» Work to be completed: Below are records; count the lines that contain "Locate" and give only the total.
>>>
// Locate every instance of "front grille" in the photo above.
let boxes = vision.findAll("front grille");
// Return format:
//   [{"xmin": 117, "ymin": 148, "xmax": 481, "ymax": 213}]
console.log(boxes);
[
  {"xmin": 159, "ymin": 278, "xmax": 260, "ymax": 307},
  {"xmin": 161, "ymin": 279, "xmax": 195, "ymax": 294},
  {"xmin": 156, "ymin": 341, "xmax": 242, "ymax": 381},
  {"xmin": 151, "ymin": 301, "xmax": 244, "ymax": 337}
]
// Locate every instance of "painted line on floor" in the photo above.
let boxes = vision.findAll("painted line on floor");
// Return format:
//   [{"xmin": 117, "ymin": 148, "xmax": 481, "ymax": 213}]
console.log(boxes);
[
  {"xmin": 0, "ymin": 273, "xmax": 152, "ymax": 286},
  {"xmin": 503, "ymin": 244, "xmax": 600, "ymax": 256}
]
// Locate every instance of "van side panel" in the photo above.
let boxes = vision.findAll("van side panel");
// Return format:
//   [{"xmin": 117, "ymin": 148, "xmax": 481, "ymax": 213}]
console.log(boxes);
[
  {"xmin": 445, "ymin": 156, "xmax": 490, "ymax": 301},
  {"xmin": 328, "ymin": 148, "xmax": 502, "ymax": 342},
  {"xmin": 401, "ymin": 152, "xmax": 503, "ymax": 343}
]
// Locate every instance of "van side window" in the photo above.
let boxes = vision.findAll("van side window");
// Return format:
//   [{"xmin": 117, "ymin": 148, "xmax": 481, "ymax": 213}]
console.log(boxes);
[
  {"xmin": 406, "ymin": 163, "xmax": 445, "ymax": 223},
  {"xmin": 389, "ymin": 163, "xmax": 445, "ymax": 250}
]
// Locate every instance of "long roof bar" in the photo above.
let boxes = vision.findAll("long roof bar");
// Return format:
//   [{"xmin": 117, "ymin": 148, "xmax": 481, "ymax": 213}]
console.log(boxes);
<<<
» Response to the task: 5